Senada dengan rekannya di Fraksi PKS, anggota Komisi VII DPR Mulyanto, menyebut kebijakan pemerintah yang menggabungkan fungsi Kementerian Riset dan Teknologi (Kemenristek) ke dalam Kementerian Pendidikan dan Kebudayaan (Kemendikbud) merupakan langkah mundur (set back).
Mulyanto berpandangan, Pemerintah tidak belajar dari pengalaman sebelumnya, di mana peleburan kedua kementerian tersebut sulit berjalan maksimal.
“Kita pernah berpengalaman dengan penggabungan fungsi Pendidikan tinggi dengan Riset dan Teknologi dalam bentuk Kemenristek-Dikti. Ternyata dalam pelaksanaannya tidak berjalan efektif, sehingga fungsi ristek dikembalikan lagi ke Kementerian Ristek dan fungsi Pendidikan Tinggi dikembalikan ke Kementerian Dikbud," ujar Mulyanto dalam keterangannya, Sabtu, 10 April.
Sekarang, sambungnya, Pemerintah malah melakukan hal sama untuk sesuatu yang sudah dikoreksi. "Dengan membentuk Kemendikbud-Ristek. Tentu keputusan ini sangat membingungkan,” tegas anggota Komisi yang menjadi mitra kerja Kemenristek itu.
Legislator dapil Tangerang, Banten itu memprediksi kebijakan penggabungan itu nantinya tidak akan berjalan optimal. Terlebih kata dia, pemisahan atau peleburan lembaga membutuhkan waktu lama untuk koordinasi dan adaptasi strukturalisasi.
“Proses adaptasinya saja perlu waktu sekitar 2-3 tahunan. Sementara Pemerintahan Jokowi periode kedua efektif tinggal 2 tahun lagi. Maka praktis kementerian baru ini tidak akan efektif bekerja di sisa usia pemerintahan sekarang ini,” jelas Sekretaris Kementerian Ristek era Pemerintahan SBY itu.
Bukan hanya anggota DPR RI, Senator di DPD RI pun turut buka suara perihal rencana Jokowi menggabungkan 2 kementerian itu.
Wakil Ketua DPD RI Sultan B Najamudin menyarankan pemerintah mempertimbangkan kembali peleburan Kemenristek ke dalam Kemendikbud. Sebab menurutnya, penggabungan tersebut justru akan melemahkan fungsi kedua lembaga.

▸ Bahan yang Disediakan:
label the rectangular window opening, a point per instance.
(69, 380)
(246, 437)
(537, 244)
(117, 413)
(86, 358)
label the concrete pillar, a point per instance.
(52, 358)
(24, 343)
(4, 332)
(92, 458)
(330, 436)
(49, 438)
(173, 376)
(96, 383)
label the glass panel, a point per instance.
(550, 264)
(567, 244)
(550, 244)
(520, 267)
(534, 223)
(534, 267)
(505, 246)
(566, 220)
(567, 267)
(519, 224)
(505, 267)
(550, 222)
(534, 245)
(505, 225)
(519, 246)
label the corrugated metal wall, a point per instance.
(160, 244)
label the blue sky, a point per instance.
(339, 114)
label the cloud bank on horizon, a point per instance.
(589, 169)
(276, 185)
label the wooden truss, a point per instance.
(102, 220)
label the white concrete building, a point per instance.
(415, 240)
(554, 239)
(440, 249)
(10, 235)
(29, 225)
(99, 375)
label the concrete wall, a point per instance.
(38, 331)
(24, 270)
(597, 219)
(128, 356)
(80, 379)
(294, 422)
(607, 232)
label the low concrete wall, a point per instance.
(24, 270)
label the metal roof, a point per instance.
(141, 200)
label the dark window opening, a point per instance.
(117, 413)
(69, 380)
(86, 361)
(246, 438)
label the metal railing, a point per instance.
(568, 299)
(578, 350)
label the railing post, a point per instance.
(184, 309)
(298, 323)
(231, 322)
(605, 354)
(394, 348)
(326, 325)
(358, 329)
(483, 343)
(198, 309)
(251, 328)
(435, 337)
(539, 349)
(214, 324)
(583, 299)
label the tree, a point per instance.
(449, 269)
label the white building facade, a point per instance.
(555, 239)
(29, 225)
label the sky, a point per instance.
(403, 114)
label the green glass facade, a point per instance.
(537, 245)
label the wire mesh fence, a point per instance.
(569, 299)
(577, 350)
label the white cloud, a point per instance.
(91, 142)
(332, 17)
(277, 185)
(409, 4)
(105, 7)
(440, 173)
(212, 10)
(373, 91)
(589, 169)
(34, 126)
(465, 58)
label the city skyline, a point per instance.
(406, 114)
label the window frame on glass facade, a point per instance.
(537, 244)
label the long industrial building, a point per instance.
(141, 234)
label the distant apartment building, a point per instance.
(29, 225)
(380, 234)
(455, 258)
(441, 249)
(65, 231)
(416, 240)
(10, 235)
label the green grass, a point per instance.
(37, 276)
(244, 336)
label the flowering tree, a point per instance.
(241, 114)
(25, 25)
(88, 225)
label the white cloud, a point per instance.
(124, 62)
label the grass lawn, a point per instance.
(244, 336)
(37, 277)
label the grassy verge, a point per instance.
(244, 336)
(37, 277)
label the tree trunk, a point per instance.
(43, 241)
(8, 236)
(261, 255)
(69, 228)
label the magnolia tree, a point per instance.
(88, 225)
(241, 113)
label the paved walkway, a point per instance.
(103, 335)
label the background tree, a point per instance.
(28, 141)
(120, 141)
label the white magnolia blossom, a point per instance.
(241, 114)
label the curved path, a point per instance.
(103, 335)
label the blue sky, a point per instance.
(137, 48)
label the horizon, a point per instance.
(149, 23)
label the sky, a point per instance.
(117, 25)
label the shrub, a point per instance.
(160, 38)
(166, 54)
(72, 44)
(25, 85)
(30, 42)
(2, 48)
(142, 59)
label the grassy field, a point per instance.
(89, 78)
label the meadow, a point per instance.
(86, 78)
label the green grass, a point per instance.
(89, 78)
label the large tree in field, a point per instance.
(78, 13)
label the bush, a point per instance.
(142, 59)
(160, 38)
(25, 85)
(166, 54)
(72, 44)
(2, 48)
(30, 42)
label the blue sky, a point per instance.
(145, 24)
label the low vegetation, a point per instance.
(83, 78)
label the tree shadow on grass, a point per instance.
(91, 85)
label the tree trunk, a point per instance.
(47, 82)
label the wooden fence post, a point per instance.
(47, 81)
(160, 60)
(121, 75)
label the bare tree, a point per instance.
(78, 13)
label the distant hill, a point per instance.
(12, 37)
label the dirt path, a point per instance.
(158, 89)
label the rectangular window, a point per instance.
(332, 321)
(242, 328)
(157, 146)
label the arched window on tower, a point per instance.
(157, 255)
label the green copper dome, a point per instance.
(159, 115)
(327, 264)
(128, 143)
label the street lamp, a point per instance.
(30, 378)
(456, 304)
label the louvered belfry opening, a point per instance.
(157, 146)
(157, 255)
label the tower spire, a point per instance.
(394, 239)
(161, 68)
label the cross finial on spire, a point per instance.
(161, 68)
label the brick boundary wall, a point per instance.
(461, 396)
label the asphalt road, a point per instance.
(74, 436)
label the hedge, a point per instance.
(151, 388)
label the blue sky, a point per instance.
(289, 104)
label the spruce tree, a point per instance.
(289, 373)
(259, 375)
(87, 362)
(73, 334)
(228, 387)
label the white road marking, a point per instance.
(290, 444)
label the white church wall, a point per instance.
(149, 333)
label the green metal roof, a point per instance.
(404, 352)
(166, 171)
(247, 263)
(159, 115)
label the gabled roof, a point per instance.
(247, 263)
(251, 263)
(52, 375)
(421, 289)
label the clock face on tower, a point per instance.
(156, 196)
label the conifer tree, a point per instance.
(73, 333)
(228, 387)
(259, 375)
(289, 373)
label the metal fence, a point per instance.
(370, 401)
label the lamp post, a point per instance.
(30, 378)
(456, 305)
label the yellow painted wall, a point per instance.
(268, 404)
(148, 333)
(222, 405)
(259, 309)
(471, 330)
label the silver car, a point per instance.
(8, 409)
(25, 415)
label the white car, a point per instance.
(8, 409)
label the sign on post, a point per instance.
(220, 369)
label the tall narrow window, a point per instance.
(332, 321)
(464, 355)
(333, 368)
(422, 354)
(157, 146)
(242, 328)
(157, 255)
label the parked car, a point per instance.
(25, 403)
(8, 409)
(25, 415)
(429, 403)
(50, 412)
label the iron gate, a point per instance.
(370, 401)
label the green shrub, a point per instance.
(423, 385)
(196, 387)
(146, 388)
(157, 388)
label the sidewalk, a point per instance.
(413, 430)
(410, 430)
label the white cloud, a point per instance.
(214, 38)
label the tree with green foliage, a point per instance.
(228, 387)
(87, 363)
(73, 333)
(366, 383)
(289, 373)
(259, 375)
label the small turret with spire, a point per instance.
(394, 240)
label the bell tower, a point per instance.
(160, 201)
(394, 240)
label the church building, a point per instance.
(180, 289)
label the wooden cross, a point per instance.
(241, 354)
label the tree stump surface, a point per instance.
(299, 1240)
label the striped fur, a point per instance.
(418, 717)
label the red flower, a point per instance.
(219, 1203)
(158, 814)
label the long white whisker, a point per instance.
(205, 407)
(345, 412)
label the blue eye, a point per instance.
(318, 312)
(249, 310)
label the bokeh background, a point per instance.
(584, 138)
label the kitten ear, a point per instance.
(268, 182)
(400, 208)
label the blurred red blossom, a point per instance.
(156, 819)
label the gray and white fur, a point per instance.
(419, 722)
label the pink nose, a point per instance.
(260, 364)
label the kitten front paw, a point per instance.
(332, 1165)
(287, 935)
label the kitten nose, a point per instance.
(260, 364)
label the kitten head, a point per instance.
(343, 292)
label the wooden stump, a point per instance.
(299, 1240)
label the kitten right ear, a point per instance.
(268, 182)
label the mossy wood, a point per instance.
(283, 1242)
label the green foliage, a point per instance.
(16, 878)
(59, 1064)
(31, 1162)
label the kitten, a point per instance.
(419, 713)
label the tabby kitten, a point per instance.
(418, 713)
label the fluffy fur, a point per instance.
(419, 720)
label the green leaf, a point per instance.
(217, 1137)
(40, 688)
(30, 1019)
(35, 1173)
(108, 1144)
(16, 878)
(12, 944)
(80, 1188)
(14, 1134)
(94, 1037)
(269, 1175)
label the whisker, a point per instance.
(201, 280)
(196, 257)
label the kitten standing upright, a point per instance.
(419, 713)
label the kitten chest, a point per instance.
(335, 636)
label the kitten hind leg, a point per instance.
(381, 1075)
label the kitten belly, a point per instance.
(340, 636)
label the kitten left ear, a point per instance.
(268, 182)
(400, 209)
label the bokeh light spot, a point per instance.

▸ Tugas yang Dikerjakan:
1 - Ringkas paragraf pada teks sumber yang diawali "Legislator dapil Tangerang, Banten" menjadi satu kalimat yang lebih pendek tanpa menghilangkan fakta utamanya.
2 - Menurut teks sumber, siapa yang menyarankan pemerintah mempertimbangkan kembali peleburan Kemenristek ke dalam Kemendikbud?

▸ Hasil Tugas:
1 - Mulyanto, legislator dapil Tangerang, Banten, memperkirakan penggabungan kementerian itu tidak akan berjalan optimal karena pemisahan atau peleburan lembaga memerlukan waktu lama untuk koordinasi dan adaptasi strukturalisasi.

2 - Wakil Ketua DPD RI Sultan B Najamudin.